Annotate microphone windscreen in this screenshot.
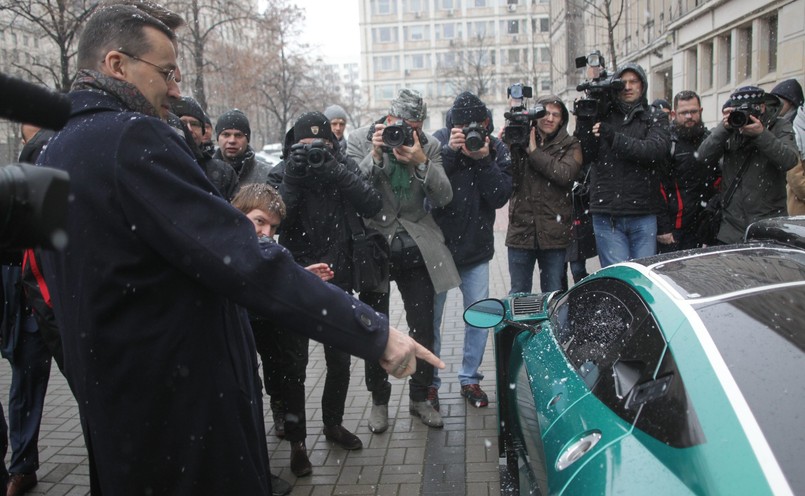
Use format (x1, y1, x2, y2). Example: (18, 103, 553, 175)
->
(0, 72, 71, 131)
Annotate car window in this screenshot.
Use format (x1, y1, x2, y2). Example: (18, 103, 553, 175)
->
(551, 278, 703, 447)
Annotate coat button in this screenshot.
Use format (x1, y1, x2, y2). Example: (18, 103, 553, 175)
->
(360, 314, 372, 327)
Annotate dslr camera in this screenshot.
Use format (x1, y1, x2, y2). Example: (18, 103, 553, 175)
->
(462, 122, 489, 152)
(503, 84, 546, 147)
(573, 50, 623, 121)
(727, 103, 762, 128)
(291, 139, 330, 170)
(382, 120, 428, 148)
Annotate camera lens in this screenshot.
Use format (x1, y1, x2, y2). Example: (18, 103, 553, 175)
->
(727, 110, 749, 128)
(382, 126, 406, 148)
(465, 131, 485, 151)
(306, 148, 326, 168)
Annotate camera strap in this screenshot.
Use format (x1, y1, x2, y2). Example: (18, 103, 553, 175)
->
(721, 154, 753, 210)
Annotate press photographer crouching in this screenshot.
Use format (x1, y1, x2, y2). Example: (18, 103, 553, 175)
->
(504, 88, 582, 293)
(697, 85, 800, 244)
(583, 61, 670, 267)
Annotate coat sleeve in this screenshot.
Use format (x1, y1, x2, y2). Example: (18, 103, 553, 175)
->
(419, 140, 453, 208)
(697, 124, 730, 167)
(787, 159, 805, 200)
(527, 139, 583, 188)
(473, 138, 513, 210)
(114, 120, 390, 361)
(755, 118, 799, 173)
(336, 158, 383, 218)
(609, 111, 671, 168)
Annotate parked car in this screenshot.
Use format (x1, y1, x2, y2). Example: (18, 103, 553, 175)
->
(465, 217, 805, 495)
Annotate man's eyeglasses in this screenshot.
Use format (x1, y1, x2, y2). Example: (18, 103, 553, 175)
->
(677, 109, 700, 117)
(118, 49, 177, 83)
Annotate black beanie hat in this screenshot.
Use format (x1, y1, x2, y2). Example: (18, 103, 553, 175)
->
(652, 98, 671, 111)
(215, 109, 251, 141)
(770, 79, 804, 108)
(451, 91, 487, 124)
(292, 111, 333, 142)
(171, 97, 207, 130)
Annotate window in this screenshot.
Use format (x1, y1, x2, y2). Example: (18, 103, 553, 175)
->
(406, 25, 429, 41)
(374, 55, 399, 71)
(550, 278, 703, 448)
(737, 26, 752, 81)
(404, 0, 427, 12)
(469, 21, 493, 38)
(539, 46, 549, 62)
(406, 53, 428, 69)
(505, 48, 521, 64)
(540, 79, 551, 91)
(763, 14, 778, 73)
(375, 84, 397, 100)
(507, 20, 519, 34)
(438, 0, 460, 9)
(373, 0, 397, 15)
(372, 26, 398, 43)
(718, 33, 732, 86)
(540, 17, 549, 32)
(471, 0, 487, 6)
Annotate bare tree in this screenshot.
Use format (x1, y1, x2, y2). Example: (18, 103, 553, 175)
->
(0, 0, 98, 91)
(580, 0, 625, 70)
(163, 0, 256, 110)
(438, 33, 496, 99)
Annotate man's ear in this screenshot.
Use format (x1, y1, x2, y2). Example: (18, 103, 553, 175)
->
(670, 110, 677, 121)
(103, 51, 127, 81)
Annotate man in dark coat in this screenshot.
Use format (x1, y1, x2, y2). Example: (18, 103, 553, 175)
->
(213, 108, 273, 190)
(35, 6, 440, 496)
(264, 111, 382, 475)
(589, 63, 671, 266)
(656, 90, 719, 251)
(431, 92, 512, 410)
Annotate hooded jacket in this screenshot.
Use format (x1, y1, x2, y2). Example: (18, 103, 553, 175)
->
(505, 95, 583, 250)
(431, 119, 513, 267)
(697, 95, 799, 243)
(589, 63, 671, 216)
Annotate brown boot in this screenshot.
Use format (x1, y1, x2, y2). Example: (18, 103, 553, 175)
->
(290, 440, 312, 477)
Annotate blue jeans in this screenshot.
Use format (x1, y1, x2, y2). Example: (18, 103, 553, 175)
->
(432, 261, 490, 388)
(508, 247, 567, 294)
(592, 214, 657, 267)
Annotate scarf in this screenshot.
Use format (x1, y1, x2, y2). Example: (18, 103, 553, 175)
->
(387, 154, 412, 201)
(71, 69, 159, 118)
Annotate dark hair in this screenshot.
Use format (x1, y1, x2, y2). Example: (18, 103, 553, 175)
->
(673, 90, 701, 109)
(77, 5, 179, 70)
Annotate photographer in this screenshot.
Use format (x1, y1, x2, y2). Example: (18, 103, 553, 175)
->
(265, 111, 381, 476)
(506, 94, 582, 292)
(587, 63, 671, 266)
(697, 86, 799, 244)
(347, 88, 459, 432)
(430, 92, 512, 409)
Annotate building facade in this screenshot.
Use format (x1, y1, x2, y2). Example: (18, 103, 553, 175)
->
(358, 0, 553, 132)
(549, 0, 805, 127)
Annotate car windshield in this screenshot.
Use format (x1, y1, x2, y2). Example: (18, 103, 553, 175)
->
(695, 285, 805, 491)
(651, 247, 805, 299)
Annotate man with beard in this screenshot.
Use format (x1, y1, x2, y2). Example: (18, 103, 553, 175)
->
(698, 86, 799, 244)
(656, 91, 720, 251)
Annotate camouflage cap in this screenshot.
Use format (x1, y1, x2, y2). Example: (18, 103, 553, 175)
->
(389, 88, 427, 122)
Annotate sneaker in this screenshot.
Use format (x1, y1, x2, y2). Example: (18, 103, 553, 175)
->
(368, 404, 389, 434)
(323, 424, 363, 450)
(409, 400, 444, 428)
(270, 473, 292, 496)
(427, 385, 440, 412)
(461, 384, 489, 408)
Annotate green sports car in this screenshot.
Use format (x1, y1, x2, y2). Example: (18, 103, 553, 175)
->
(465, 219, 805, 495)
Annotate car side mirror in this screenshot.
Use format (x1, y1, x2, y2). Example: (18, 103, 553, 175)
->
(463, 298, 506, 328)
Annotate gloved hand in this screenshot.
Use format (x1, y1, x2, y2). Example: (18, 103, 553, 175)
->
(598, 122, 616, 145)
(287, 143, 308, 176)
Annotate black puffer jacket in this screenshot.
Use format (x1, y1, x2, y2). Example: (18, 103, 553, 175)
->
(589, 63, 671, 216)
(267, 138, 382, 292)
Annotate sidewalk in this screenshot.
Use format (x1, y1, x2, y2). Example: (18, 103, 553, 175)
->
(1, 228, 520, 495)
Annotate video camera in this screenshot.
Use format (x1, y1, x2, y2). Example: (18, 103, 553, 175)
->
(0, 72, 71, 250)
(503, 83, 546, 147)
(573, 50, 623, 121)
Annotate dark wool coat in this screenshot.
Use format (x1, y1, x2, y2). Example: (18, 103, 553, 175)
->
(431, 130, 512, 266)
(37, 90, 389, 496)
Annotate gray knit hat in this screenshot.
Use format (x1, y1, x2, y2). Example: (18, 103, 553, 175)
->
(389, 88, 427, 121)
(324, 104, 348, 122)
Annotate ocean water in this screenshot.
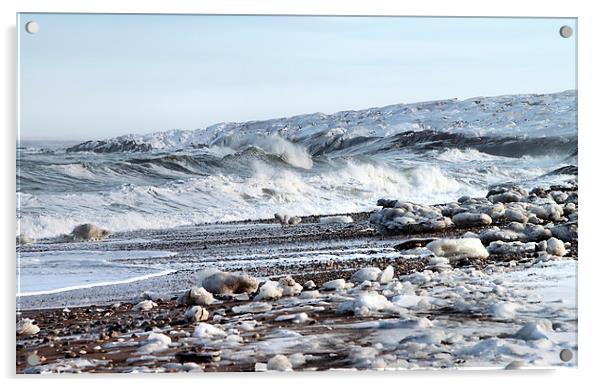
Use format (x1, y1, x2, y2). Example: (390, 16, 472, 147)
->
(17, 91, 577, 240)
(17, 250, 176, 296)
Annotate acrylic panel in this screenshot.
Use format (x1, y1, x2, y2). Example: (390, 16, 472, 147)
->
(16, 14, 578, 373)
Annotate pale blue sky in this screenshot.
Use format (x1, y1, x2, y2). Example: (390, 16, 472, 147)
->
(18, 14, 576, 140)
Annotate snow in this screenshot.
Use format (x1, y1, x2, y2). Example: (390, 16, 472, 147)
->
(337, 291, 401, 317)
(513, 320, 553, 341)
(137, 333, 172, 354)
(72, 90, 576, 153)
(426, 238, 489, 260)
(192, 323, 227, 338)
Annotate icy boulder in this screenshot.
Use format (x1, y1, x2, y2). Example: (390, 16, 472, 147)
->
(177, 286, 215, 306)
(137, 333, 172, 354)
(320, 215, 353, 224)
(278, 276, 303, 296)
(513, 320, 553, 341)
(370, 202, 451, 235)
(16, 318, 40, 337)
(267, 354, 293, 371)
(65, 223, 110, 242)
(133, 300, 157, 311)
(452, 212, 492, 228)
(254, 281, 284, 301)
(546, 237, 567, 256)
(486, 186, 527, 203)
(200, 270, 259, 295)
(487, 241, 536, 255)
(184, 306, 210, 323)
(550, 222, 578, 242)
(350, 266, 395, 284)
(479, 227, 520, 244)
(337, 292, 401, 317)
(350, 267, 381, 283)
(426, 238, 489, 261)
(322, 279, 347, 290)
(193, 323, 227, 338)
(254, 276, 303, 300)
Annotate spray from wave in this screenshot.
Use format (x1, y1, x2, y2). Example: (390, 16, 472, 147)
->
(18, 156, 483, 239)
(17, 91, 577, 239)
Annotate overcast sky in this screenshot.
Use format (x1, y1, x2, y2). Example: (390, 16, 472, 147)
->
(18, 14, 576, 140)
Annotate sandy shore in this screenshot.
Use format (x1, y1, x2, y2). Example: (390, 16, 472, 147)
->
(16, 184, 578, 373)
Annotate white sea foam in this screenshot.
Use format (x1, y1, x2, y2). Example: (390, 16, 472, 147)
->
(18, 160, 479, 239)
(436, 148, 501, 162)
(17, 91, 576, 239)
(217, 134, 314, 169)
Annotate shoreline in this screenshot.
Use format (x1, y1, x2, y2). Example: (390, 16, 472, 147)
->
(16, 208, 532, 311)
(16, 183, 578, 372)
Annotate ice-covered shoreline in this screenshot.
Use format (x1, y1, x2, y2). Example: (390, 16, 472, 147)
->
(16, 181, 578, 372)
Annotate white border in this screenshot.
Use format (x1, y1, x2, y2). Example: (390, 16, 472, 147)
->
(2, 1, 600, 385)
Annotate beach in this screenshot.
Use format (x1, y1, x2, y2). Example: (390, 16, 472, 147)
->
(16, 182, 578, 373)
(16, 91, 578, 372)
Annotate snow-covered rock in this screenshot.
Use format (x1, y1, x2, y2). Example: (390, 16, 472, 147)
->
(177, 286, 215, 306)
(184, 306, 210, 323)
(193, 323, 227, 338)
(133, 300, 157, 311)
(66, 91, 576, 155)
(546, 237, 567, 256)
(16, 318, 40, 337)
(267, 355, 293, 371)
(137, 333, 171, 354)
(322, 279, 347, 290)
(337, 292, 401, 317)
(513, 320, 553, 341)
(254, 281, 283, 301)
(452, 212, 492, 228)
(426, 238, 489, 260)
(200, 270, 258, 295)
(350, 267, 381, 283)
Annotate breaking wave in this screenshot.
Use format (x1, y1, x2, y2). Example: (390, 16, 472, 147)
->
(17, 91, 577, 239)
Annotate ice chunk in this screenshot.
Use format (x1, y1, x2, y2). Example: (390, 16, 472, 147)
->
(322, 279, 346, 290)
(267, 354, 293, 371)
(16, 318, 40, 337)
(193, 323, 227, 338)
(133, 300, 157, 311)
(426, 238, 489, 260)
(546, 237, 567, 256)
(320, 215, 353, 224)
(254, 281, 283, 301)
(350, 267, 381, 283)
(514, 320, 552, 341)
(337, 291, 401, 317)
(137, 333, 171, 354)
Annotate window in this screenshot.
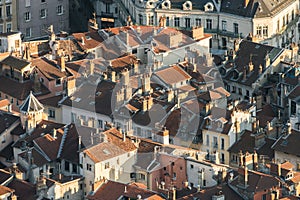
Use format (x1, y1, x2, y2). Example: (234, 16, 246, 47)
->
(40, 8, 46, 18)
(283, 16, 285, 26)
(149, 16, 154, 26)
(173, 173, 176, 180)
(138, 14, 143, 25)
(25, 0, 31, 7)
(277, 20, 280, 32)
(65, 161, 70, 171)
(0, 7, 2, 18)
(234, 23, 238, 34)
(72, 164, 77, 173)
(6, 5, 11, 17)
(256, 26, 262, 36)
(0, 24, 3, 33)
(105, 3, 110, 13)
(291, 101, 296, 115)
(238, 88, 242, 95)
(292, 10, 295, 21)
(140, 173, 145, 180)
(10, 98, 13, 103)
(221, 153, 225, 163)
(206, 19, 212, 30)
(86, 164, 92, 171)
(166, 17, 169, 26)
(71, 112, 76, 123)
(206, 135, 209, 146)
(221, 138, 224, 150)
(190, 164, 194, 169)
(6, 23, 11, 32)
(286, 14, 289, 24)
(56, 78, 61, 86)
(15, 40, 20, 48)
(174, 17, 180, 27)
(213, 136, 217, 148)
(48, 108, 55, 118)
(57, 5, 63, 15)
(263, 26, 268, 37)
(25, 12, 30, 21)
(222, 20, 227, 31)
(104, 162, 110, 169)
(196, 18, 201, 27)
(41, 0, 46, 2)
(98, 120, 103, 128)
(185, 18, 190, 28)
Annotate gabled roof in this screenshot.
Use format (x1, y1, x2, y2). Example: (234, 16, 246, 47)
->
(19, 91, 44, 113)
(155, 65, 192, 85)
(0, 56, 30, 70)
(87, 180, 164, 200)
(272, 129, 300, 156)
(7, 179, 36, 200)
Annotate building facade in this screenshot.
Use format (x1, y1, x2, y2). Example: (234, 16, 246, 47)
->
(17, 0, 69, 40)
(102, 0, 300, 50)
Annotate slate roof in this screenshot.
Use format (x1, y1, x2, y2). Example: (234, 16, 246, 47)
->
(222, 40, 283, 87)
(19, 91, 44, 113)
(7, 179, 36, 200)
(272, 129, 300, 156)
(0, 112, 19, 134)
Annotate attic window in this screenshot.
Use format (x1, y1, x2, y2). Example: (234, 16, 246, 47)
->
(103, 149, 111, 155)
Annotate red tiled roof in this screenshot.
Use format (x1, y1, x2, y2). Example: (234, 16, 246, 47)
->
(87, 180, 163, 200)
(155, 65, 191, 85)
(0, 185, 14, 196)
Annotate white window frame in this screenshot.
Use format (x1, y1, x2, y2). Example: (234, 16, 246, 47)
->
(57, 5, 63, 15)
(40, 8, 46, 18)
(25, 11, 30, 22)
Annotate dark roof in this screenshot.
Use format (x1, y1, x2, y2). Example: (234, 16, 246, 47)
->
(11, 124, 26, 136)
(230, 169, 281, 193)
(164, 0, 217, 11)
(87, 180, 163, 200)
(272, 130, 300, 156)
(178, 183, 243, 200)
(7, 179, 36, 200)
(0, 56, 30, 70)
(220, 0, 258, 17)
(0, 142, 14, 160)
(228, 130, 275, 159)
(61, 80, 116, 116)
(223, 40, 283, 87)
(288, 85, 300, 100)
(0, 112, 19, 134)
(39, 95, 64, 108)
(0, 76, 50, 100)
(0, 169, 12, 185)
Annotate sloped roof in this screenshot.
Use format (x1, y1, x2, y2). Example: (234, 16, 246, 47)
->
(0, 56, 30, 70)
(19, 91, 44, 113)
(87, 180, 164, 200)
(155, 65, 192, 85)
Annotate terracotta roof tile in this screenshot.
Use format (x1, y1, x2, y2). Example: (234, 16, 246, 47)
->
(155, 65, 191, 85)
(87, 180, 164, 200)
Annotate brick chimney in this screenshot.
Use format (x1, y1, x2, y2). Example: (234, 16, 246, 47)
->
(191, 26, 204, 40)
(57, 56, 65, 72)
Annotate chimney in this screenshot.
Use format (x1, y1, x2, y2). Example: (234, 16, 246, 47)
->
(172, 187, 176, 200)
(287, 122, 292, 135)
(252, 120, 257, 132)
(58, 173, 62, 180)
(243, 66, 247, 81)
(161, 127, 169, 145)
(57, 56, 65, 72)
(244, 0, 250, 7)
(277, 162, 281, 177)
(89, 60, 94, 75)
(123, 130, 126, 142)
(238, 150, 244, 167)
(111, 71, 116, 82)
(253, 151, 258, 171)
(265, 53, 270, 68)
(78, 136, 82, 151)
(90, 132, 94, 145)
(191, 26, 204, 40)
(33, 71, 41, 94)
(259, 64, 263, 75)
(234, 39, 240, 52)
(81, 37, 85, 45)
(52, 129, 57, 139)
(248, 62, 254, 72)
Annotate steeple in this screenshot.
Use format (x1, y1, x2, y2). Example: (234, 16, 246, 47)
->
(20, 91, 44, 132)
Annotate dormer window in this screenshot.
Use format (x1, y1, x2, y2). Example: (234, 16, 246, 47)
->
(232, 70, 239, 80)
(204, 2, 214, 11)
(56, 78, 61, 86)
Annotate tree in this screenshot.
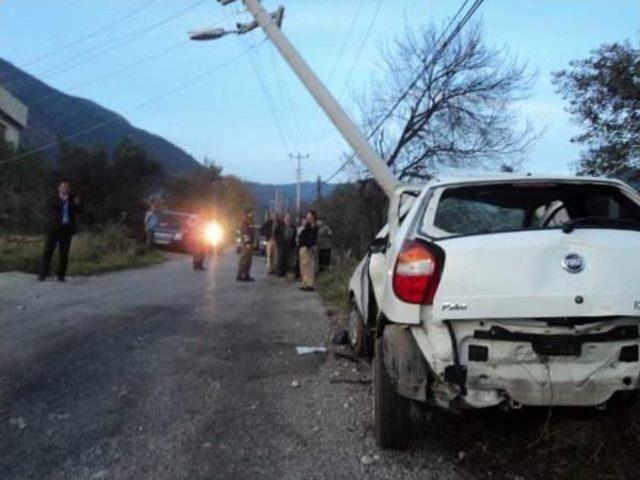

# What you are asked to do:
Copy out every line from the data above in which the word "shoreline" occurs.

# Written solution:
Annotate shoreline in this screenshot.
Annotate ice-covered shoreline in this screenshot.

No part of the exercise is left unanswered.